Direction :: Collect every line of the material below that contains the word "truss", treating uppercase and lowercase as different.
** Begin **
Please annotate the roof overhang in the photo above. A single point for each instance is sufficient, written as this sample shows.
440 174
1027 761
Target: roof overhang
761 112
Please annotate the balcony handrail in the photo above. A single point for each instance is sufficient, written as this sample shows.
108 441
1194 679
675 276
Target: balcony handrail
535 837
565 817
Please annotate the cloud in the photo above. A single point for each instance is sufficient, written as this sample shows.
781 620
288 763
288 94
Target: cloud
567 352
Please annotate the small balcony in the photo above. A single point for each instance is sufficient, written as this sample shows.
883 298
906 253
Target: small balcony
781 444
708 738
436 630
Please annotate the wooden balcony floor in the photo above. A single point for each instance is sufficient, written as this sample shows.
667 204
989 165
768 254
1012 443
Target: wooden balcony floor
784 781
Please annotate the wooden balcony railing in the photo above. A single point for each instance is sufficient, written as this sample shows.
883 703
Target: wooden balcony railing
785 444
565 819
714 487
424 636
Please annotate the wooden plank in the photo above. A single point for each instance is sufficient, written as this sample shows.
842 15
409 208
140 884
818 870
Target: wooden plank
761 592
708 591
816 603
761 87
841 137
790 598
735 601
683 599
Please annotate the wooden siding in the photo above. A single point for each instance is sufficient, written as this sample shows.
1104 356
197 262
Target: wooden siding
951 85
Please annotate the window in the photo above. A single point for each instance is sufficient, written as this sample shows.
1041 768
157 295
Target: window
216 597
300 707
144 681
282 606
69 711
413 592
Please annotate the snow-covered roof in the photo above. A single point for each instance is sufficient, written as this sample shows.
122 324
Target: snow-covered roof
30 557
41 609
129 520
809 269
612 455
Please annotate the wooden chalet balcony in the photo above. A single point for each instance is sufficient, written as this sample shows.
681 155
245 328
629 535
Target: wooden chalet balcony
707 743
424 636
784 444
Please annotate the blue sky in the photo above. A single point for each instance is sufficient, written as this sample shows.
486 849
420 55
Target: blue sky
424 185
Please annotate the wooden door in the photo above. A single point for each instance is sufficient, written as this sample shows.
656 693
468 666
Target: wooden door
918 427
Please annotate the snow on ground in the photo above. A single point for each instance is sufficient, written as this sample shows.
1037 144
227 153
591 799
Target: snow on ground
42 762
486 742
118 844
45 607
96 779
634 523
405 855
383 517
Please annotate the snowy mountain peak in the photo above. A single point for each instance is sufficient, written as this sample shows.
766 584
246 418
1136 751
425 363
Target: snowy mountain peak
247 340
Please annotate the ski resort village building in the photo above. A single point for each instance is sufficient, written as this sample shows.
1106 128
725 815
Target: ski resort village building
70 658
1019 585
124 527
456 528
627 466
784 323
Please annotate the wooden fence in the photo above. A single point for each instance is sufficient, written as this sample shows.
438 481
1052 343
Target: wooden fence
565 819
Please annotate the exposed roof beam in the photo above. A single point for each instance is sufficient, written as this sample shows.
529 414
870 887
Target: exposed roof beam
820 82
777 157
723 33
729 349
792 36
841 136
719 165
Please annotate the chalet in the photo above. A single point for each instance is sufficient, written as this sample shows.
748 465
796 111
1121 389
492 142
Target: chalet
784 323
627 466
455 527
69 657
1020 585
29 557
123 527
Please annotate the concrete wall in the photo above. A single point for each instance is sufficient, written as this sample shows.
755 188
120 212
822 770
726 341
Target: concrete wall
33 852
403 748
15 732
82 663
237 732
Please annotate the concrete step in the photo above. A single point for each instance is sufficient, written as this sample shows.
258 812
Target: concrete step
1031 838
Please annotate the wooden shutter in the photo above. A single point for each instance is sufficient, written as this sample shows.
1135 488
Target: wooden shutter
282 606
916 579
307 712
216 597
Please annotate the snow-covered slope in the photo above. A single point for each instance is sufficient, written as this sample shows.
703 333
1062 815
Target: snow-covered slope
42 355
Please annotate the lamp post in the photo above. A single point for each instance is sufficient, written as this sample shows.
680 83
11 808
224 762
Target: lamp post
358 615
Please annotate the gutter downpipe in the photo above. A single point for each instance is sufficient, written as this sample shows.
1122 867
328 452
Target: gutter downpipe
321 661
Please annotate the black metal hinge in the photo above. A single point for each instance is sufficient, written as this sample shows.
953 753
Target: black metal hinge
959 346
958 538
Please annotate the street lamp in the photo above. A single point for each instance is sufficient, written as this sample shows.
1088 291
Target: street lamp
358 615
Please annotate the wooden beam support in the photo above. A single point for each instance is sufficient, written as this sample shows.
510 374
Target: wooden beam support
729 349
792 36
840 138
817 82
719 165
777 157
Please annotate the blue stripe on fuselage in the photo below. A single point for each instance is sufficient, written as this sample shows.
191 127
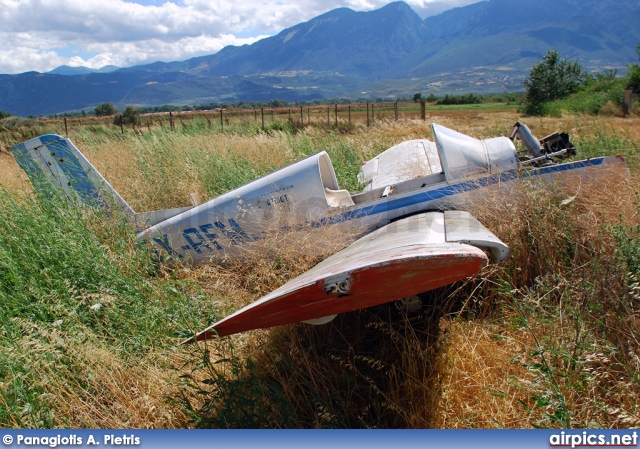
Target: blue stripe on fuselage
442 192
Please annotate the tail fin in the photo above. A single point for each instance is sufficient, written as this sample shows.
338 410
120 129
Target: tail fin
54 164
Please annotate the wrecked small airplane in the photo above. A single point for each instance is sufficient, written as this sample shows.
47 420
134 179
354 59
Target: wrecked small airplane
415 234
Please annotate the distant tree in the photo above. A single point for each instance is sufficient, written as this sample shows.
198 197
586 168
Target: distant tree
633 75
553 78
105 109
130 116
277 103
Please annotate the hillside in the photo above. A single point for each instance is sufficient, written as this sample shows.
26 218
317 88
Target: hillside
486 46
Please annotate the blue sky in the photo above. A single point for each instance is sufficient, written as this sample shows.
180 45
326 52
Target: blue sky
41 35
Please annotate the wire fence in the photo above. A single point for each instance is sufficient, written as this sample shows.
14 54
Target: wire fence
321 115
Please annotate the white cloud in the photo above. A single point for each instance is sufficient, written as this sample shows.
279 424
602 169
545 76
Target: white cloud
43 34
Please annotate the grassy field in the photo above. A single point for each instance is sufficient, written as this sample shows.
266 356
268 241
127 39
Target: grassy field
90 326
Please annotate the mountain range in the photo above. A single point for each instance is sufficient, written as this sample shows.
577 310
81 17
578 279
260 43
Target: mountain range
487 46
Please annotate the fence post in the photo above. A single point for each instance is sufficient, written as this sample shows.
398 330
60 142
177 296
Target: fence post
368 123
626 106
** End **
** Begin **
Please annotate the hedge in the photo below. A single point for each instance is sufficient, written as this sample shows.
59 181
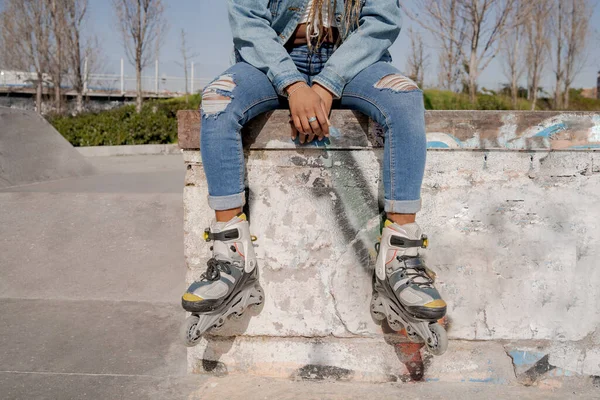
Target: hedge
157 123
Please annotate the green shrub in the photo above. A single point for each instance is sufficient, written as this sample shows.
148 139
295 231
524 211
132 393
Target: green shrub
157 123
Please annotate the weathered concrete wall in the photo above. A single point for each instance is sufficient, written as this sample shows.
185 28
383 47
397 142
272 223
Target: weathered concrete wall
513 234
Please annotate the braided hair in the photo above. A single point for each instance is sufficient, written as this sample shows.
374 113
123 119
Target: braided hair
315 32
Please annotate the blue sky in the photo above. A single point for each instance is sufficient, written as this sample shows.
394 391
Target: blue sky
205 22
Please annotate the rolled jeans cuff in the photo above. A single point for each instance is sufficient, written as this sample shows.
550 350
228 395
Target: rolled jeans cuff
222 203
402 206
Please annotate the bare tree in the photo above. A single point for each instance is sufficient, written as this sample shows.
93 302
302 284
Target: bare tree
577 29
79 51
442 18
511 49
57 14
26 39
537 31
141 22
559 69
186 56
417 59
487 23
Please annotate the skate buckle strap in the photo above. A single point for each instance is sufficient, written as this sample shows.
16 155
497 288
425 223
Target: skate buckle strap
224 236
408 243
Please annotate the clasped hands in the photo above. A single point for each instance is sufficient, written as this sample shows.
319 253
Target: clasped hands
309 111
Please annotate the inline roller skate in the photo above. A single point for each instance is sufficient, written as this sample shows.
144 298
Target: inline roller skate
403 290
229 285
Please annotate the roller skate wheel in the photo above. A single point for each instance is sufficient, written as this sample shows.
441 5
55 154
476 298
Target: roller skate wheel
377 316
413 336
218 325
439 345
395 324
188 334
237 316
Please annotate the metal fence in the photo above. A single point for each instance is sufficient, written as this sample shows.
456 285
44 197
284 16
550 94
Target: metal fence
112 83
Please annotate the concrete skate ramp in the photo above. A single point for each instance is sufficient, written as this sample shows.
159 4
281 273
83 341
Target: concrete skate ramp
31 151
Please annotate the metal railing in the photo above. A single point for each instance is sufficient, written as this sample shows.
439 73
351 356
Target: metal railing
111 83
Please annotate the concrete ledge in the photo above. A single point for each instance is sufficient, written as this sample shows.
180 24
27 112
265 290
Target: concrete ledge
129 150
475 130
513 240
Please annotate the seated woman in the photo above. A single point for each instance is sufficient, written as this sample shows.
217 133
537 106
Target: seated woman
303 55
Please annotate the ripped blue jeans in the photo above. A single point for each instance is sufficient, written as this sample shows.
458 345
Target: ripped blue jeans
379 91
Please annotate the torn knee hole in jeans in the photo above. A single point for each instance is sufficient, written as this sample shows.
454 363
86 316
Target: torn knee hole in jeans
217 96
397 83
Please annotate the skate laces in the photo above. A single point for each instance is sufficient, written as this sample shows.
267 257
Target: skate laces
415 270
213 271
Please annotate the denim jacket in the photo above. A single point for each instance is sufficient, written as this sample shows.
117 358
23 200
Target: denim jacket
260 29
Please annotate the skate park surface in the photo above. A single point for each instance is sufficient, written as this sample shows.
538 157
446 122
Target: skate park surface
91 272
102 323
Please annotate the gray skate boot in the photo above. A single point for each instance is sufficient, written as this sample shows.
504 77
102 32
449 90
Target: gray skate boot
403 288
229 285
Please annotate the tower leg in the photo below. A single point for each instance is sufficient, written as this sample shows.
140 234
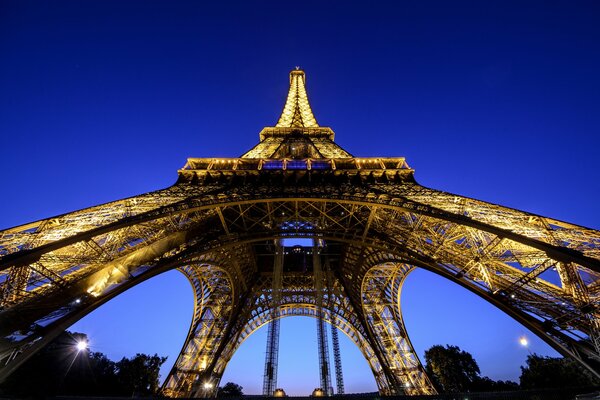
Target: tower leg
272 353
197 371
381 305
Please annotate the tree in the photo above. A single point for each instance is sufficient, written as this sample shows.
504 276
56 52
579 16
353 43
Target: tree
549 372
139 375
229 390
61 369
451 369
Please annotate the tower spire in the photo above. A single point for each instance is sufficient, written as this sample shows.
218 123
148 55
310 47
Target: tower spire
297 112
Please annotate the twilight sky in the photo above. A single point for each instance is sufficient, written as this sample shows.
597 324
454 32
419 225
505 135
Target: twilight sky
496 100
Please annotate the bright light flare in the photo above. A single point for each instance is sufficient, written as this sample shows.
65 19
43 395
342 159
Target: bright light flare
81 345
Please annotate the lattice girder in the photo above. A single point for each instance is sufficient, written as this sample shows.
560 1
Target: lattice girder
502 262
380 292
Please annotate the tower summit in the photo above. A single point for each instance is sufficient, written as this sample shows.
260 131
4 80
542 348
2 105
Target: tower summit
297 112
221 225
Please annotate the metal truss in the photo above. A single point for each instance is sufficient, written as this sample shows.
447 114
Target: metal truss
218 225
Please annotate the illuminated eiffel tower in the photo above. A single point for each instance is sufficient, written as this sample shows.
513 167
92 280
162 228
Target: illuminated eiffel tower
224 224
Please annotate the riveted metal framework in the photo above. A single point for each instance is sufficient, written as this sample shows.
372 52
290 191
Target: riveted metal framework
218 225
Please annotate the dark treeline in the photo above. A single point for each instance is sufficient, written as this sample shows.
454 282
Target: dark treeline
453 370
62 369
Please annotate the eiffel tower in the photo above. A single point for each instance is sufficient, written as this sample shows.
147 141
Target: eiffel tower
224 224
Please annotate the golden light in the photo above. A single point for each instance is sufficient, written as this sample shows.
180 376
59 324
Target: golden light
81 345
** End **
Output for this task ::
Please annotate the metal truss in the photo above. A single point for each instance is sufficient, written as this sample shows.
Target: metal truss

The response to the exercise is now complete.